> **Work request**: Only the number is wanted: tally the lines below that contain the word "positive".

> **Records**:
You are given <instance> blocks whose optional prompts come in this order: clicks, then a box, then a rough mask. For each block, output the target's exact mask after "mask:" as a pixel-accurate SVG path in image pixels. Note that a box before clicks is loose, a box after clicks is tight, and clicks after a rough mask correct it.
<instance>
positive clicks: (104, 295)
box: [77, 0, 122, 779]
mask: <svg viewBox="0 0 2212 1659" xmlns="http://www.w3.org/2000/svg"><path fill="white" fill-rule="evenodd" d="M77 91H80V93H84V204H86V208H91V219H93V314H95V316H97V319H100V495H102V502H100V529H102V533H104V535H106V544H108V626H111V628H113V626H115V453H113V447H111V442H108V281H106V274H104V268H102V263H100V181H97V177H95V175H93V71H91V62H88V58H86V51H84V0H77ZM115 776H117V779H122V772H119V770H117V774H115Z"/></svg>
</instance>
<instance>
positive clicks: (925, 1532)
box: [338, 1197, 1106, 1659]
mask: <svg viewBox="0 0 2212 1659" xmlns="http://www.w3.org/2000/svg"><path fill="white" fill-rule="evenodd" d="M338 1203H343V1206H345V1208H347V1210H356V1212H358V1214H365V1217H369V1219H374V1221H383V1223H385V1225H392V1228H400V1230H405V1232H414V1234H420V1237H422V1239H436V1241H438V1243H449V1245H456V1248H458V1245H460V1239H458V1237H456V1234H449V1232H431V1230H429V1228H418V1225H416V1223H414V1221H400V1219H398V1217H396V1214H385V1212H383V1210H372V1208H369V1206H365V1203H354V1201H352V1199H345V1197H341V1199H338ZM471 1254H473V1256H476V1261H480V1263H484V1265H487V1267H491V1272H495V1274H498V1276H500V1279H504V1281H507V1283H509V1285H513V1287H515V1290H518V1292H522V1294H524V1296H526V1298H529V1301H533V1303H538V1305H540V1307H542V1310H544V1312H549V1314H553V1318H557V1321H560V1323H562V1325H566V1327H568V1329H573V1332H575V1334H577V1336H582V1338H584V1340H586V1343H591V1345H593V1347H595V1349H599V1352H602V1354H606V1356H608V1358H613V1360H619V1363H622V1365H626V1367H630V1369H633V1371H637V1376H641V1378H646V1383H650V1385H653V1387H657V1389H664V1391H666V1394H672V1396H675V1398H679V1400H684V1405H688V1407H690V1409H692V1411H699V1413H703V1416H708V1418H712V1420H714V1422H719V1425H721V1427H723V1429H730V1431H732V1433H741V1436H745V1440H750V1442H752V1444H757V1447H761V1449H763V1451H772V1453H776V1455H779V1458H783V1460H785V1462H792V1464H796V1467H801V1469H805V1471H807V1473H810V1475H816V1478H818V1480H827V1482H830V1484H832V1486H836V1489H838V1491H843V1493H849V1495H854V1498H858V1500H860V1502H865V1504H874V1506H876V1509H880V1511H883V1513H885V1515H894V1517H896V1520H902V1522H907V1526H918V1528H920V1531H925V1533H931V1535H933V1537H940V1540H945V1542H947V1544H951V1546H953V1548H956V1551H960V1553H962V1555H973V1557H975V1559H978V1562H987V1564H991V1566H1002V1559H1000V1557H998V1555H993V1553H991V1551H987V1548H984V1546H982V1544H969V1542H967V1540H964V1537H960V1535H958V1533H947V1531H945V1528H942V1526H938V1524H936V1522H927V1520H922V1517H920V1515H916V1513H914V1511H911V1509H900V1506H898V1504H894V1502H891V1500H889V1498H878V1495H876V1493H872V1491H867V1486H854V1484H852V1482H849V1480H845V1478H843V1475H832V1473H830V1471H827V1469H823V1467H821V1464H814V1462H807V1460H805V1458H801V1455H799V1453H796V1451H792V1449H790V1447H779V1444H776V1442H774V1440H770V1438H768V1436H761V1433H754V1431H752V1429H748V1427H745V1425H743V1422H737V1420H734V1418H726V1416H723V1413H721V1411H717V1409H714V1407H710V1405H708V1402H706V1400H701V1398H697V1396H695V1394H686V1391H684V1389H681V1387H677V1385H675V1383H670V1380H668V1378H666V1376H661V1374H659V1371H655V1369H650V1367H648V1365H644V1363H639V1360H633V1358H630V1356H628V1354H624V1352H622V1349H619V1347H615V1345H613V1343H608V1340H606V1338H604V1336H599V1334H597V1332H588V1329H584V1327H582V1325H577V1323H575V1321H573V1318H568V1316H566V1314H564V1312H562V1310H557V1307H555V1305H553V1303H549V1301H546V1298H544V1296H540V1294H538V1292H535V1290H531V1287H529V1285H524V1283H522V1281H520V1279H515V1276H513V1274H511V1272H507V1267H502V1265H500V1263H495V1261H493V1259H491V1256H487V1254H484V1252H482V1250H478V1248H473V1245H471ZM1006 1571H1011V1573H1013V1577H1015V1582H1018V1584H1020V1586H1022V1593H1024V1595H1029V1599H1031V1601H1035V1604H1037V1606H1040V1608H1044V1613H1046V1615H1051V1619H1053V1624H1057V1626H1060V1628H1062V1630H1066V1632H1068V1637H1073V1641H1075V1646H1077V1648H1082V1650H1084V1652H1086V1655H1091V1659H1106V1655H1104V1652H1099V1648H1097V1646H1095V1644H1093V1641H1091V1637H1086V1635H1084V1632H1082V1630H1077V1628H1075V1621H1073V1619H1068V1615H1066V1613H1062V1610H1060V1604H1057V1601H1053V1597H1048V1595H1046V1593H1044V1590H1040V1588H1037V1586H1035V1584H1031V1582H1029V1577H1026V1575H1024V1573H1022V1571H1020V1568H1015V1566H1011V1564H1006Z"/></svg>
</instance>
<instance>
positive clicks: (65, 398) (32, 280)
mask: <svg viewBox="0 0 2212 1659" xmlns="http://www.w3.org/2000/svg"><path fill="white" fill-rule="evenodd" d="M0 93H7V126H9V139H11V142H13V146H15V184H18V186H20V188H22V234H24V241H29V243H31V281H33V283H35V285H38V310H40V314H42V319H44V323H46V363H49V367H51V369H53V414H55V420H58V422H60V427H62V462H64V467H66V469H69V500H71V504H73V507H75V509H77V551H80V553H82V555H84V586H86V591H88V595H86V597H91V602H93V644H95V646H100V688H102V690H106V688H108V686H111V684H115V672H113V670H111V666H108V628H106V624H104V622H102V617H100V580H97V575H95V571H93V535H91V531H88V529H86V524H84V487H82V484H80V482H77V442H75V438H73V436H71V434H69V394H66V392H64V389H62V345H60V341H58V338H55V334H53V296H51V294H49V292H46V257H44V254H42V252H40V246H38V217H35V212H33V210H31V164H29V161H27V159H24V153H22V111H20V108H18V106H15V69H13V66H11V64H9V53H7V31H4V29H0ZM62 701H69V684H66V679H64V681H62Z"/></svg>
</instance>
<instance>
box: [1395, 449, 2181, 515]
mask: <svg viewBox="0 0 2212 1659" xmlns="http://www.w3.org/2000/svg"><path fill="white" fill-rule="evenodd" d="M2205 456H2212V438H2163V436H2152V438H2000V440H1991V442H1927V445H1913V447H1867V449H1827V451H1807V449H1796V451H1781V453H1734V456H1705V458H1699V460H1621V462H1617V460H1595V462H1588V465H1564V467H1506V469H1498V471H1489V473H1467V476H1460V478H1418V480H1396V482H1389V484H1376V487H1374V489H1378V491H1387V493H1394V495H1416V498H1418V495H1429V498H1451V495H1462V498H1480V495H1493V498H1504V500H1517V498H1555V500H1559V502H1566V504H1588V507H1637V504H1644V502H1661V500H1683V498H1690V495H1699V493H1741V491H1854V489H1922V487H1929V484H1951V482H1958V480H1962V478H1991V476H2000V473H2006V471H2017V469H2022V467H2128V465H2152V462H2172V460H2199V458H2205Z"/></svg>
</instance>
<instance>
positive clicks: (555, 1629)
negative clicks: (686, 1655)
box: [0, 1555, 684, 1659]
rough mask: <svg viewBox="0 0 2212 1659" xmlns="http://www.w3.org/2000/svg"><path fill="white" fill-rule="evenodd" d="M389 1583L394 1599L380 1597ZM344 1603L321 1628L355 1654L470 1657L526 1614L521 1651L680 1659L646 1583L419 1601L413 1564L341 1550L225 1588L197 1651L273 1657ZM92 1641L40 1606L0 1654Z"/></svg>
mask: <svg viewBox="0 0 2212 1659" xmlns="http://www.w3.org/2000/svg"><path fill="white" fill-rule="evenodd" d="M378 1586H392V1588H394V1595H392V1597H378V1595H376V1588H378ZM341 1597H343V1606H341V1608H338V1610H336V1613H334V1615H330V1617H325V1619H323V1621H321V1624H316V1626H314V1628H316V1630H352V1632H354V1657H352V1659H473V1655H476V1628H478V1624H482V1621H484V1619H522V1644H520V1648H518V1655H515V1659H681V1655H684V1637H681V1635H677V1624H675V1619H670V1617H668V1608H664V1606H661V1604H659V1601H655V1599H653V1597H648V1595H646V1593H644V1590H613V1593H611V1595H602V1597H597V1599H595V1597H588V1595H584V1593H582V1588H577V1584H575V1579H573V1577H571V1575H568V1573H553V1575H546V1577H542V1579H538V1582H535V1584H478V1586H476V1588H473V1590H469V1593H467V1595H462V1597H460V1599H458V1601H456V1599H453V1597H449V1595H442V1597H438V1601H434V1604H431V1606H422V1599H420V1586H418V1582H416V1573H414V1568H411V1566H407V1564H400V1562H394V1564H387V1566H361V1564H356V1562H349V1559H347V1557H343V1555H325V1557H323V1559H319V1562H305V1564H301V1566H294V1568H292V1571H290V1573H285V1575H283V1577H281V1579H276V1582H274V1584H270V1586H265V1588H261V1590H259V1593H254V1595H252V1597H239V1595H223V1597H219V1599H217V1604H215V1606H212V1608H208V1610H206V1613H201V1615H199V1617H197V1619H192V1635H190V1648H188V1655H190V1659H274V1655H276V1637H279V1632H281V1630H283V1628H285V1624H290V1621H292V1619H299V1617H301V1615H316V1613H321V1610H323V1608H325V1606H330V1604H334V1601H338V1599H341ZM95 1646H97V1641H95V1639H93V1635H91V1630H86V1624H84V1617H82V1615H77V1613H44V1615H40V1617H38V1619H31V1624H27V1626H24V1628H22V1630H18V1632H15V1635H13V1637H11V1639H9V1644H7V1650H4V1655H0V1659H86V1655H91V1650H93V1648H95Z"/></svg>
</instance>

> **Completed exercise**: 4